# Written instruction
Reproduce word for word the stretch of the passage on Sivalinga worship from "Sitting cross-legged before" through "was Posha himself!".

# Document section
-------

And, what a wonder! In this Sivalinga
I started seeing the sweet alluring face of the little
Krishna – the crawling one, asking for butter, the one
whom I wanted to bring from Puri; the Gopala and the little
lad of Vrindaavana, the nectarine tales about whom I had
read in Sreemad Bhaagavatam. We started calling Him ‘Poshaa’
– ‘the Pet’.
I
knew no songs to sing for him; nor did I know mantras.
Sitting cross-legged before the shrine I used to chant
‘Harih OM’ in a low voice and different tunes and raagas
coming from my heart. The voice would become lower and
lower, taking me finally to a meditative silence. Everyday,
while I used to be absorbed in such worship, a kitten would
come softly to my room, get into my lap and start purring.
Slowly the purr would merge into a silence. My mind used to
feel that it was Posha himself!
Through
this natural worship of the Sivalinga,
I was immensely benefited.
I realized that worship and the rituals are not for
the idol or God, but for the worshiper. Through the emotions
built around the object of worship, it is only the
subjective personality of the saadhaka
that grows – gets enriched, refined and purified.

-------

# Provided records

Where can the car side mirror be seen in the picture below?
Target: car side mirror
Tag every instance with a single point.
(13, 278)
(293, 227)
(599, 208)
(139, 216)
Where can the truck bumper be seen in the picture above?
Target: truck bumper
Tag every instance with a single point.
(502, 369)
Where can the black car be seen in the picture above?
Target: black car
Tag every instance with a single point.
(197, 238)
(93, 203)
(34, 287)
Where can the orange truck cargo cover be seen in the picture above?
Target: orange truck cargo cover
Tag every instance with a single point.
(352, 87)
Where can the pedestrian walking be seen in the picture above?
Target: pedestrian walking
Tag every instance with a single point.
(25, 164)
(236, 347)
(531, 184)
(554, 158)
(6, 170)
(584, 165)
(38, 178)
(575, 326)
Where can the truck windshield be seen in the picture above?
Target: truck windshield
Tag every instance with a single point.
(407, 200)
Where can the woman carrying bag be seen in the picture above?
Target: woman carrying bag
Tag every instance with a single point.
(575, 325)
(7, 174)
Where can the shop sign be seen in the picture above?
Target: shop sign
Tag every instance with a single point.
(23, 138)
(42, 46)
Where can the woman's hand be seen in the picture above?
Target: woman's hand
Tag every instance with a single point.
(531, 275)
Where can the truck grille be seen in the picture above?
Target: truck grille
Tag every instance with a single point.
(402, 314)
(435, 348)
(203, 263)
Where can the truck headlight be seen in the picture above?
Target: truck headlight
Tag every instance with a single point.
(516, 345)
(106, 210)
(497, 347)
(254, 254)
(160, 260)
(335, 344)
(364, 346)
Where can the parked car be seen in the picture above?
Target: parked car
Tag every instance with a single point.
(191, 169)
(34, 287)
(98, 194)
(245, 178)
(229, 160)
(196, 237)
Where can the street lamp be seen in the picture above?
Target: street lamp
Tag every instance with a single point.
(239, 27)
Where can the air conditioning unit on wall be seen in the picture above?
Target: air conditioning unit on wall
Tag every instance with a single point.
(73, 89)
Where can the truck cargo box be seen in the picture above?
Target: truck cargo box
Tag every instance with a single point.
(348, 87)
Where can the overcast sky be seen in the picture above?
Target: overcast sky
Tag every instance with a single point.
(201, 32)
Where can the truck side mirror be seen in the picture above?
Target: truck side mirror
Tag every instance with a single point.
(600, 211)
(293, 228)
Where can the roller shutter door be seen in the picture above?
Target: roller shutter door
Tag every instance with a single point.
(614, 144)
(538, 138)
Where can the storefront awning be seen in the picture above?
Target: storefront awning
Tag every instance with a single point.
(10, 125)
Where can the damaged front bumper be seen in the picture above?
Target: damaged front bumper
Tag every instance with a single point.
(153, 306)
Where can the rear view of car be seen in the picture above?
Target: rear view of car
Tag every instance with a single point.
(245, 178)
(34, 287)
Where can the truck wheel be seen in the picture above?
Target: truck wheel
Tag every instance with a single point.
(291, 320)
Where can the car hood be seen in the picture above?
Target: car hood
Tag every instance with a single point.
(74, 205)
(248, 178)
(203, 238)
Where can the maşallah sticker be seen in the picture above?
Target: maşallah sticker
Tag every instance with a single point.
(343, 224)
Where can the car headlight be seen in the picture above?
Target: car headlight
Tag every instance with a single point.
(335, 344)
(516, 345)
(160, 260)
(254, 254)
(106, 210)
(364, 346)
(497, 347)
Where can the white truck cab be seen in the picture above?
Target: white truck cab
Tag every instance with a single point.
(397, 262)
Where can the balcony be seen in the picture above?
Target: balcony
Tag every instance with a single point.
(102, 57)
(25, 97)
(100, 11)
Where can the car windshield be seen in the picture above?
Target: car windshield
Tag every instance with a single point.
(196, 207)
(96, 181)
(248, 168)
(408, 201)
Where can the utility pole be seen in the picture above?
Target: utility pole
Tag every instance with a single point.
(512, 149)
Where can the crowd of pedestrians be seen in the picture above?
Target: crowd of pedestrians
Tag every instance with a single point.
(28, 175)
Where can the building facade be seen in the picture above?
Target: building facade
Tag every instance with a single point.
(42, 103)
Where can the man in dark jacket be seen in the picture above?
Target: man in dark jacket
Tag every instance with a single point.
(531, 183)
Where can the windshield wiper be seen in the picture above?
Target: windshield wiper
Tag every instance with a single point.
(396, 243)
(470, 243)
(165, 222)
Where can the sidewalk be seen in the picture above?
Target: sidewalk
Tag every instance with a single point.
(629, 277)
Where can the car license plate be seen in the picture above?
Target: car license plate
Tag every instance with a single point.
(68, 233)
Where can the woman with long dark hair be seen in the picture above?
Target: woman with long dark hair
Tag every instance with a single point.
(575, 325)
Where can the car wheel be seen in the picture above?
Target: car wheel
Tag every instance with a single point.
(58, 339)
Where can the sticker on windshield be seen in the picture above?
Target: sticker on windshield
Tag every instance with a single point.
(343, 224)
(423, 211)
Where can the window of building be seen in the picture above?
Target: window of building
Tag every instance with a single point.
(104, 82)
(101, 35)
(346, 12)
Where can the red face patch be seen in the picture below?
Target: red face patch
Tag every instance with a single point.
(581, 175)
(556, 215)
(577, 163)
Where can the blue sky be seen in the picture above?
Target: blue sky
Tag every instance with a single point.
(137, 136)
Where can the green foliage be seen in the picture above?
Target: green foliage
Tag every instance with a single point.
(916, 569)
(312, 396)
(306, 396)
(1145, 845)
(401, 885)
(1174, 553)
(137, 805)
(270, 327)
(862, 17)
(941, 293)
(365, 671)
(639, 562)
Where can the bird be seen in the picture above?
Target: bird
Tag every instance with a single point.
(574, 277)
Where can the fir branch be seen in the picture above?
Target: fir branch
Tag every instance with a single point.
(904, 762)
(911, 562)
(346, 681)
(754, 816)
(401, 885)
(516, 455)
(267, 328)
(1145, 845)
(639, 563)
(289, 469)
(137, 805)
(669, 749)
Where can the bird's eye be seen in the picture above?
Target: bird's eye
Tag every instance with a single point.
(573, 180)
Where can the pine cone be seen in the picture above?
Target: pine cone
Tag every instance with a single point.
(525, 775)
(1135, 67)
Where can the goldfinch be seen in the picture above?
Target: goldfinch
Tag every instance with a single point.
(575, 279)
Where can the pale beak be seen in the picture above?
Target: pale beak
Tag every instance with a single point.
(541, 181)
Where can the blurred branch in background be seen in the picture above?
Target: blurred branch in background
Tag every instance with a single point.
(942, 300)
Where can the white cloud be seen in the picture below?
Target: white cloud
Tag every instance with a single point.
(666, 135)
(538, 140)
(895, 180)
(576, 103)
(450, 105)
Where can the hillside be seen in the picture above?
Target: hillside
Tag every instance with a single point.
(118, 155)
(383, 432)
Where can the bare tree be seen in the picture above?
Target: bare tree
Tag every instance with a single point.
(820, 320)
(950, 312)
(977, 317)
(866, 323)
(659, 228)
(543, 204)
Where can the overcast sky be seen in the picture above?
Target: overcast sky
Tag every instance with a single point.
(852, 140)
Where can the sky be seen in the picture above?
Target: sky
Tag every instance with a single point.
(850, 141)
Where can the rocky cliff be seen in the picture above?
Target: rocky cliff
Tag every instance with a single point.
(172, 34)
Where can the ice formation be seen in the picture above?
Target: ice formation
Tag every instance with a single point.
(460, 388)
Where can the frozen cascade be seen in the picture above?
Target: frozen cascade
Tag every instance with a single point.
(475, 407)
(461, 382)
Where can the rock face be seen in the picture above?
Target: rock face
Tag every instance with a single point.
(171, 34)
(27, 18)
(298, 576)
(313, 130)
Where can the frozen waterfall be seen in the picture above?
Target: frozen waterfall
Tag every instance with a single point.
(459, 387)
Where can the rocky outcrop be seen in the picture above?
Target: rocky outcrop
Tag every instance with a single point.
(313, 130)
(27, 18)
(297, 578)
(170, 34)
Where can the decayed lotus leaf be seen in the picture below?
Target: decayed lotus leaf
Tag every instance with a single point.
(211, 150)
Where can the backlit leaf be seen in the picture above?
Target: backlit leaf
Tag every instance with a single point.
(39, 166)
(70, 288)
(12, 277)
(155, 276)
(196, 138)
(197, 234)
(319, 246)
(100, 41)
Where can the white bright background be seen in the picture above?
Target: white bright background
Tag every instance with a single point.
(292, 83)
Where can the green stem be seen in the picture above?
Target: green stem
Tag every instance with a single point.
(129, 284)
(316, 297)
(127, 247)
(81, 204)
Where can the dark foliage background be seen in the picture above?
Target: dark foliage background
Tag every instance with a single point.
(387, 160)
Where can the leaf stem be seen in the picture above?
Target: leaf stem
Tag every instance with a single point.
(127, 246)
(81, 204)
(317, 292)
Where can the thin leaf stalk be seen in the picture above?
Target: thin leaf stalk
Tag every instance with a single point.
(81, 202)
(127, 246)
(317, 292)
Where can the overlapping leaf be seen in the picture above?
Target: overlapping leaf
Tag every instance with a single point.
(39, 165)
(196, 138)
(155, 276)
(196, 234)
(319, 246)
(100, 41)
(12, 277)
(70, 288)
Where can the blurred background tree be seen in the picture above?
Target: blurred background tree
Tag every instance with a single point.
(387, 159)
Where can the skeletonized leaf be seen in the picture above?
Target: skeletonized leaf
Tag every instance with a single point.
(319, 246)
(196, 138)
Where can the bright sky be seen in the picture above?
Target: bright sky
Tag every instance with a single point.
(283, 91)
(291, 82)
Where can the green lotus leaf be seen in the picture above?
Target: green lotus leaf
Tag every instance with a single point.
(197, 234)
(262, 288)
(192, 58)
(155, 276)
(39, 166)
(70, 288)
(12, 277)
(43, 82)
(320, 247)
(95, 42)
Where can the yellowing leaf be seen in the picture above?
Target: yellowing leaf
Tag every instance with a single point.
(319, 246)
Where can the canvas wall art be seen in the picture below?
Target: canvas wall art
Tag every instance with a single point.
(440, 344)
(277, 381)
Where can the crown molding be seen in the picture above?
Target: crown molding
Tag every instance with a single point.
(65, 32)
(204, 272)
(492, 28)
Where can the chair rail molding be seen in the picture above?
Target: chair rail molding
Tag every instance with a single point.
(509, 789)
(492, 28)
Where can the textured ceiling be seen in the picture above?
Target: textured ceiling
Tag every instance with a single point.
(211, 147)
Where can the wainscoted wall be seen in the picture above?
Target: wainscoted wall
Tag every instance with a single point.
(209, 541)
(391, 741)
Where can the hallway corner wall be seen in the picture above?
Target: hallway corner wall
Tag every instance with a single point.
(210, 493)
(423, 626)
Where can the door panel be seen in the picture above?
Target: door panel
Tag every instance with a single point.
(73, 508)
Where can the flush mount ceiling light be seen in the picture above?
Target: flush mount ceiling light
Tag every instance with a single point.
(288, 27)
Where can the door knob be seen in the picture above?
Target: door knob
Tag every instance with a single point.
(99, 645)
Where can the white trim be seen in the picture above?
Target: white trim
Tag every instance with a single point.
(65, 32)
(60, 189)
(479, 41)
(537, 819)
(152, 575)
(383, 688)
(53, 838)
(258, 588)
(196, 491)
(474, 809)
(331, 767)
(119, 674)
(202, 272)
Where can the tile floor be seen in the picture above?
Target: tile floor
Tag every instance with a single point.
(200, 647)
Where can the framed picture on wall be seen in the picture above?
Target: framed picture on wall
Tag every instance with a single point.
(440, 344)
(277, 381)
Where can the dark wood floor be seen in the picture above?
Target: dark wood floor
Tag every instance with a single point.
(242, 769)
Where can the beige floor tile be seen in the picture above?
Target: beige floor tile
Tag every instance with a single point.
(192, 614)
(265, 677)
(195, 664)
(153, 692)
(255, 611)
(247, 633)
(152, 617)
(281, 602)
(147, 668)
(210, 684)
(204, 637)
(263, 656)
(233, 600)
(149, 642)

-------

# Solution to the exercise
Sitting cross-legged before the shrine I used to chant
‘Harih OM’ in a low voice and different tunes and raagas
coming from my heart. The voice would become lower and
lower, taking me finally to a meditative silence. Everyday,
while I used to be absorbed in such worship, a kitten would
come softly to my room, get into my lap and start purring.
Slowly the purr would merge into a silence. My mind used to
feel that it was Posha himself!